Supplied data:
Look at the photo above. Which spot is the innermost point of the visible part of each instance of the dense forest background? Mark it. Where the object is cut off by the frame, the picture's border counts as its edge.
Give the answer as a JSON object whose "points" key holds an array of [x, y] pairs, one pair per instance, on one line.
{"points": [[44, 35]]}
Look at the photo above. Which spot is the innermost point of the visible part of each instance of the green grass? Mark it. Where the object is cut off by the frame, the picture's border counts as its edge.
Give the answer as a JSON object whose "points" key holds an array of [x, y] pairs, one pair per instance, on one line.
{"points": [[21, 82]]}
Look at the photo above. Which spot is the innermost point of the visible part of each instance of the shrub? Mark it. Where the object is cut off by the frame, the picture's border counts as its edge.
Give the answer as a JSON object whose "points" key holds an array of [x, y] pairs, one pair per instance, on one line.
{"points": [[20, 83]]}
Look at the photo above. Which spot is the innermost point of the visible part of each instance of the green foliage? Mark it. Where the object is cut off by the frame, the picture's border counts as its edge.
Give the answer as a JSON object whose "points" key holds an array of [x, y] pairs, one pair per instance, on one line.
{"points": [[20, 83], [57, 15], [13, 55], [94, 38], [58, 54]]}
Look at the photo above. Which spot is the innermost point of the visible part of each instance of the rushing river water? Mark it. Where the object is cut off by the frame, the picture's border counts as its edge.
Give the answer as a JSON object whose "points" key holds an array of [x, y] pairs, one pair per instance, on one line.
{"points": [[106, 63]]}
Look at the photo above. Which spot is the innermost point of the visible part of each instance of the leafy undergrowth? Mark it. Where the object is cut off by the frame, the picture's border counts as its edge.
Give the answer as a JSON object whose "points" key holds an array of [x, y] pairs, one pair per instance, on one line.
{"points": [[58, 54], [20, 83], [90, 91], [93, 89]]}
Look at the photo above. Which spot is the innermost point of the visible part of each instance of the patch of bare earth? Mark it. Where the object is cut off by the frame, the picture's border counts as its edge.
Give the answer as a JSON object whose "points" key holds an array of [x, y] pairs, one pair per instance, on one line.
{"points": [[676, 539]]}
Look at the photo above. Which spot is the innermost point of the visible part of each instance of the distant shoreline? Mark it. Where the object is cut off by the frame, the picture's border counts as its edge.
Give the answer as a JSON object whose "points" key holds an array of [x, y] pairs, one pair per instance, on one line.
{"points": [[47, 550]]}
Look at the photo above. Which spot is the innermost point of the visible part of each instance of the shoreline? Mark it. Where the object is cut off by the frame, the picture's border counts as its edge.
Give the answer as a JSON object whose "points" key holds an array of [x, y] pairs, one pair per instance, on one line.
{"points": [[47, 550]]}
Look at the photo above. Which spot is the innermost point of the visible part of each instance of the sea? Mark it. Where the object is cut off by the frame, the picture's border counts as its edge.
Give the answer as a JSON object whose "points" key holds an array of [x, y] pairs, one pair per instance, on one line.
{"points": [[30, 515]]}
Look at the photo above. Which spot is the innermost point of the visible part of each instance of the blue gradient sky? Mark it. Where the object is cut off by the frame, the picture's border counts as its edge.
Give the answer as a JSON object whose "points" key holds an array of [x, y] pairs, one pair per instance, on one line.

Set exercise: Extract the listing in its entirety and repeat it exactly.

Response:
Look at the photo above. Which spot is the innermost point of the visible part of each instance of the dense forest background? Mark it. Where the object is cut off by the frame, the picture's border counts as its edge.
Give the answer as a JSON object whose "points" key holds an array of [x, y] pairs, one pair per instance, on one line.
{"points": [[44, 35]]}
Look at the photo above. Which spot is the innermost point of the visible part of each instance of the green grass? Mark it. Where the object is cut off by the frame, the picture's border counts as its edge.
Give the answer as a JSON object whose "points" key holds an array of [x, y] pairs, one pair per instance, on one line.
{"points": [[21, 82]]}
Look at the photo above. Which spot is the innermost point of the visible part of each instance of the shrub? Mark it. Where the object is cut off by the frame, the picture's border counts as its edge.
Give the answer as a JSON object whose "points" key holds an array of [x, y] pairs, one pair per instance, on one line.
{"points": [[20, 83]]}
Look at the photo above. Which spot is the innermost point of the visible part of each instance of the green foliage? Mark it. Where the object is cut off by the frame, the picture's border counts as its edge.
Give the answer as a JSON object whose "points" key holds an array of [x, y] pairs, one pair per instance, on one line.
{"points": [[20, 83], [57, 15], [13, 55], [94, 38], [58, 54]]}
Look at the photo above. Which spot is the innermost point of the visible part of each instance of the rushing river water? Mark it. Where the object is cut off by the frame, the picture's border counts as its edge.
Give the answer as a JSON object whose "points" key holds an array of [x, y] pairs, one pair per instance, on one line.
{"points": [[106, 63]]}
Look at the photo above. Which spot is the innermost point of the visible part of each instance of the leafy undergrowth? Mark it. Where the object is cut off by the frame, the picture's border counts as its edge.
Give the answer as a JSON object whose "points" key holds an array of [x, y] pairs, one pair per instance, on one line.
{"points": [[58, 54], [20, 83], [90, 91], [93, 89]]}
Look at the photo above. Which spot is the innermost point of the visible part of each instance of the patch of bare earth? Mark it. Where the object is cut off by the frame, the picture's border counts as its edge.
Give the answer as a JSON object whose "points" key holds an array of [x, y] pairs, one pair per instance, on one line.
{"points": [[676, 539]]}
Look at the photo above. Which spot is the innermost point of the visible part of each instance of the distant shoreline? Mark it. Where the object is cut off by the frame, the picture's border counts as its edge.
Give the answer as a JSON object whose "points" key holds an array of [x, y] pairs, one pair per instance, on one line.
{"points": [[47, 550]]}
Look at the photo above. Which spot is the innermost point of the visible part of each instance of the shoreline? Mark it. Where the object is cut off by the frame, the picture's border counts as its edge.
Give the answer as a JSON object whose "points" key holds an array of [x, y] pairs, one pair per instance, on one line.
{"points": [[47, 550]]}
Look at the photo above. Which spot is the innermost point of the visible part of each instance of the sea? Mark it. Where the object is cut off by the frame, the picture's border counts as its edge.
Give the answer as a JSON object whose "points" key holds an array of [x, y] pairs, one pair per instance, on one line.
{"points": [[30, 515]]}
Look at the photo above. Which spot is the innermost point of the visible part of each instance of the blue gradient sky? Mark it. Where the object is cut off by the frame, the picture's border counts as its edge.
Give the answer as a JSON object whose "points" key holds an array of [x, y] pairs, one pair per instance, on one line.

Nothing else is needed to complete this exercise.